Brief = Drop every image, then reproduce the data exactly as given.

Study material =
....

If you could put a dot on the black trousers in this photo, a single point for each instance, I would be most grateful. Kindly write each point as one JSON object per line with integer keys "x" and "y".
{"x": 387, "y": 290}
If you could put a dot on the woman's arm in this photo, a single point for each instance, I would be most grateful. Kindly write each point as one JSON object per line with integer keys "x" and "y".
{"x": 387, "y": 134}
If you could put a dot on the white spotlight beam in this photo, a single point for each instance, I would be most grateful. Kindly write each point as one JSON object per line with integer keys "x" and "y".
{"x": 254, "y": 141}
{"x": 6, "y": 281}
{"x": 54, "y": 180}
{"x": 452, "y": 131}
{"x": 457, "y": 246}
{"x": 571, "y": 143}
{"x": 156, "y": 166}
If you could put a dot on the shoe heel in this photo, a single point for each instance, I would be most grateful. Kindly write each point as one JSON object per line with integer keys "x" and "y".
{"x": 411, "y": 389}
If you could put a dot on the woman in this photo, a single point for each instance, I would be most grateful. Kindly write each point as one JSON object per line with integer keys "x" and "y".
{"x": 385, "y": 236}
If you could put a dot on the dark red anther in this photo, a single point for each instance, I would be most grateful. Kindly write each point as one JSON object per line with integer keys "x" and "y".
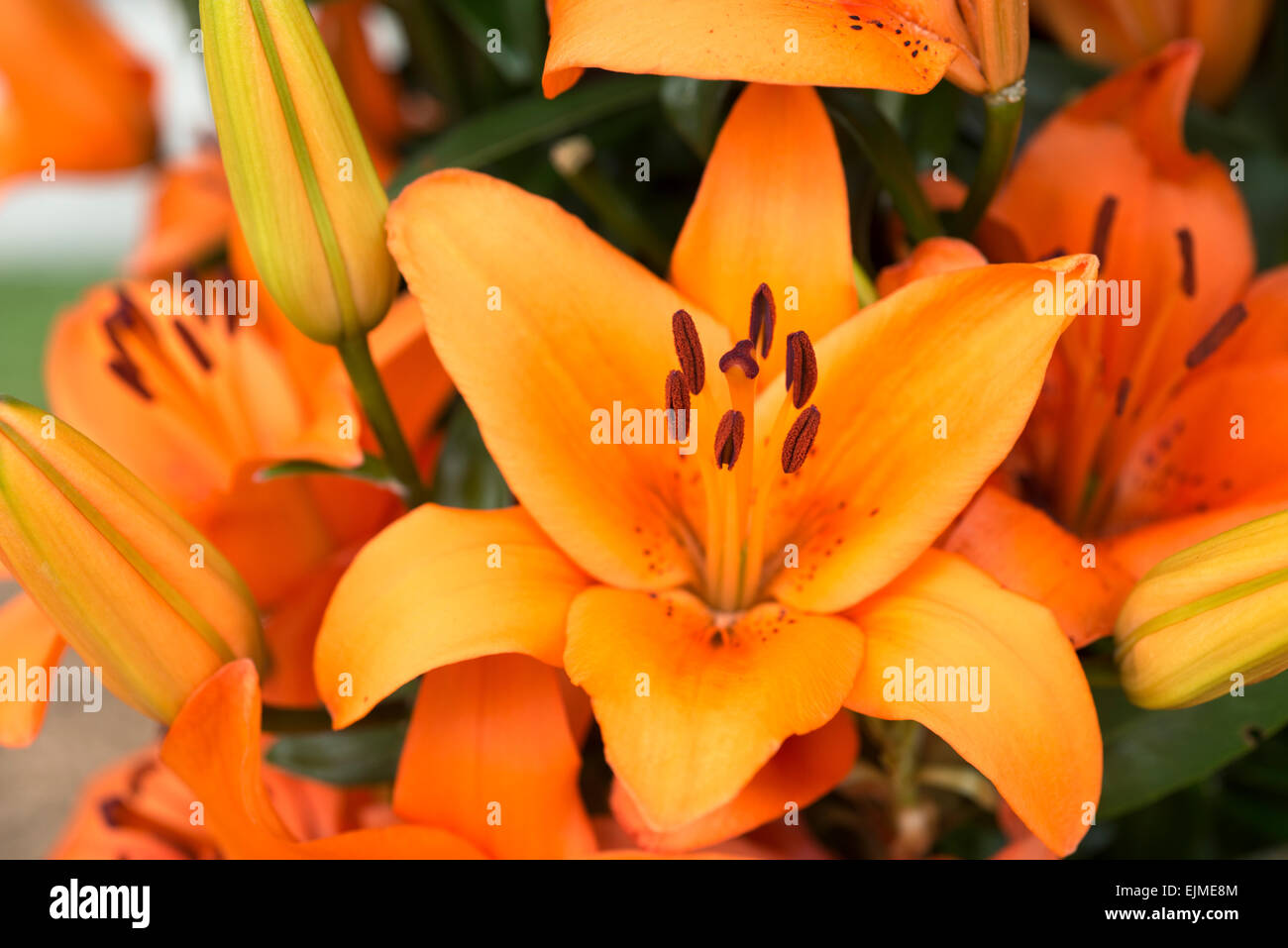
{"x": 688, "y": 350}
{"x": 1186, "y": 243}
{"x": 729, "y": 440}
{"x": 1220, "y": 331}
{"x": 763, "y": 313}
{"x": 800, "y": 440}
{"x": 802, "y": 372}
{"x": 1104, "y": 220}
{"x": 743, "y": 356}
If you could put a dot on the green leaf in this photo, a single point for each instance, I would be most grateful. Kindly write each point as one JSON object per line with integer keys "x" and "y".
{"x": 467, "y": 474}
{"x": 507, "y": 129}
{"x": 695, "y": 108}
{"x": 520, "y": 33}
{"x": 348, "y": 758}
{"x": 858, "y": 119}
{"x": 1151, "y": 754}
{"x": 373, "y": 471}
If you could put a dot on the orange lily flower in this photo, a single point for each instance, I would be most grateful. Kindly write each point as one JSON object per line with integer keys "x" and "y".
{"x": 191, "y": 218}
{"x": 194, "y": 406}
{"x": 386, "y": 114}
{"x": 82, "y": 536}
{"x": 1131, "y": 30}
{"x": 982, "y": 46}
{"x": 507, "y": 754}
{"x": 72, "y": 93}
{"x": 713, "y": 605}
{"x": 138, "y": 809}
{"x": 1157, "y": 428}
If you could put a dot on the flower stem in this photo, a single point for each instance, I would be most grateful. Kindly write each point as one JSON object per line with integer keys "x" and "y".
{"x": 864, "y": 286}
{"x": 356, "y": 355}
{"x": 1003, "y": 114}
{"x": 879, "y": 142}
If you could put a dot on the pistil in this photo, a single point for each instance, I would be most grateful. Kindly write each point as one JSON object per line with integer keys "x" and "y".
{"x": 738, "y": 483}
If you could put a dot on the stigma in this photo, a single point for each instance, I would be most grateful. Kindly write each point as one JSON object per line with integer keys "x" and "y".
{"x": 737, "y": 483}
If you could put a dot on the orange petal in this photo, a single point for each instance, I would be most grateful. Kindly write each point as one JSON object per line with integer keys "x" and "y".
{"x": 184, "y": 401}
{"x": 489, "y": 756}
{"x": 665, "y": 681}
{"x": 1222, "y": 437}
{"x": 26, "y": 636}
{"x": 1231, "y": 35}
{"x": 930, "y": 257}
{"x": 580, "y": 330}
{"x": 846, "y": 44}
{"x": 189, "y": 219}
{"x": 804, "y": 769}
{"x": 1140, "y": 549}
{"x": 1137, "y": 188}
{"x": 441, "y": 586}
{"x": 1263, "y": 333}
{"x": 290, "y": 631}
{"x": 133, "y": 809}
{"x": 774, "y": 166}
{"x": 1034, "y": 736}
{"x": 214, "y": 746}
{"x": 949, "y": 369}
{"x": 98, "y": 114}
{"x": 1030, "y": 554}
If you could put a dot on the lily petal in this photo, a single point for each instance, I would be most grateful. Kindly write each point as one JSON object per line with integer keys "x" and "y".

....

Your solution =
If you could put a dot on the black trousers in this photo, a single point for each instance, I would be most grateful. Kindly write each point as one JSON object per line with integer keys "x" and "y".
{"x": 387, "y": 290}
If you could put a dot on the woman's arm in this photo, a single point for each instance, I would be most grateful. Kindly write each point as one JSON object per line with integer keys "x" and "y".
{"x": 387, "y": 134}
If you could put a dot on the white spotlight beam in this photo, a single point for each instance, I would be most grateful. Kindly write each point as one JSON object per line with integer keys "x" and "y".
{"x": 254, "y": 141}
{"x": 6, "y": 281}
{"x": 54, "y": 180}
{"x": 452, "y": 131}
{"x": 457, "y": 246}
{"x": 571, "y": 143}
{"x": 156, "y": 166}
If you could put a dot on the shoe heel in this photo, a single point for each instance, I would be most grateful. Kindly write each point as one JSON object per line with integer keys "x" and "y".
{"x": 411, "y": 389}
If you could put a dot on the woman in this photo, a single point for each instance, I would be most grateful. Kindly write each point as one JSON object per line with integer keys "x" and "y".
{"x": 385, "y": 236}
If you could put a dot on the dark red anther in this photo, a single point for each instance, I would be most grateful. Kindly write each point as one JSON object per line with integer keys "x" and "y".
{"x": 688, "y": 350}
{"x": 1186, "y": 243}
{"x": 729, "y": 440}
{"x": 1220, "y": 331}
{"x": 763, "y": 313}
{"x": 800, "y": 440}
{"x": 802, "y": 372}
{"x": 1104, "y": 220}
{"x": 743, "y": 356}
If you could put a dot on the green leaf in this photo, a single point for each instance, I would be most grateful. Kindly write each point as one JSON object per line with integer keys "x" and "y".
{"x": 467, "y": 474}
{"x": 507, "y": 129}
{"x": 695, "y": 108}
{"x": 520, "y": 33}
{"x": 348, "y": 758}
{"x": 858, "y": 119}
{"x": 1151, "y": 754}
{"x": 373, "y": 471}
If you could put a dot on the orange lily flower in this photo, a single point for each instance, I would be most grateful. Kindly write each point as one JSON object per line with integer keys "x" and "y".
{"x": 191, "y": 218}
{"x": 194, "y": 406}
{"x": 386, "y": 114}
{"x": 82, "y": 536}
{"x": 1131, "y": 30}
{"x": 982, "y": 46}
{"x": 507, "y": 754}
{"x": 72, "y": 93}
{"x": 713, "y": 605}
{"x": 138, "y": 809}
{"x": 1157, "y": 428}
If you could put a dot on the flower stem in this photo, a single point for each instance, I would be most grateful. Kindly write each point as one JSON object per line with integer keys "x" and "y".
{"x": 864, "y": 286}
{"x": 356, "y": 355}
{"x": 1003, "y": 114}
{"x": 879, "y": 142}
If you could put a dot on the pistil in this photo, a single point for each instance, I would be most grateful. Kindly write each point as one JSON object per line with integer keys "x" and "y".
{"x": 738, "y": 483}
If you could put a dot on the stigma in this photo, a single point for each instance, I would be most grateful. Kindly write each point as one JSON object per line with integer keys "x" and "y".
{"x": 737, "y": 483}
If you could put a dot on the orange petal in this photo, a single point for each instance, I would be most grateful. Kindly write each point as one JSON object per line with integer keys "x" and "y".
{"x": 184, "y": 401}
{"x": 489, "y": 756}
{"x": 665, "y": 681}
{"x": 1222, "y": 437}
{"x": 26, "y": 636}
{"x": 1231, "y": 35}
{"x": 930, "y": 257}
{"x": 580, "y": 330}
{"x": 846, "y": 44}
{"x": 189, "y": 219}
{"x": 804, "y": 769}
{"x": 1140, "y": 549}
{"x": 1137, "y": 188}
{"x": 441, "y": 586}
{"x": 1263, "y": 333}
{"x": 290, "y": 631}
{"x": 133, "y": 809}
{"x": 774, "y": 166}
{"x": 1034, "y": 736}
{"x": 214, "y": 746}
{"x": 949, "y": 369}
{"x": 98, "y": 114}
{"x": 1030, "y": 554}
If you could put a dot on the lily petal in this photo, a single point for each instance, I would be most grateful. Kindly write each point as one JSON object per line with integer keys "x" and "y".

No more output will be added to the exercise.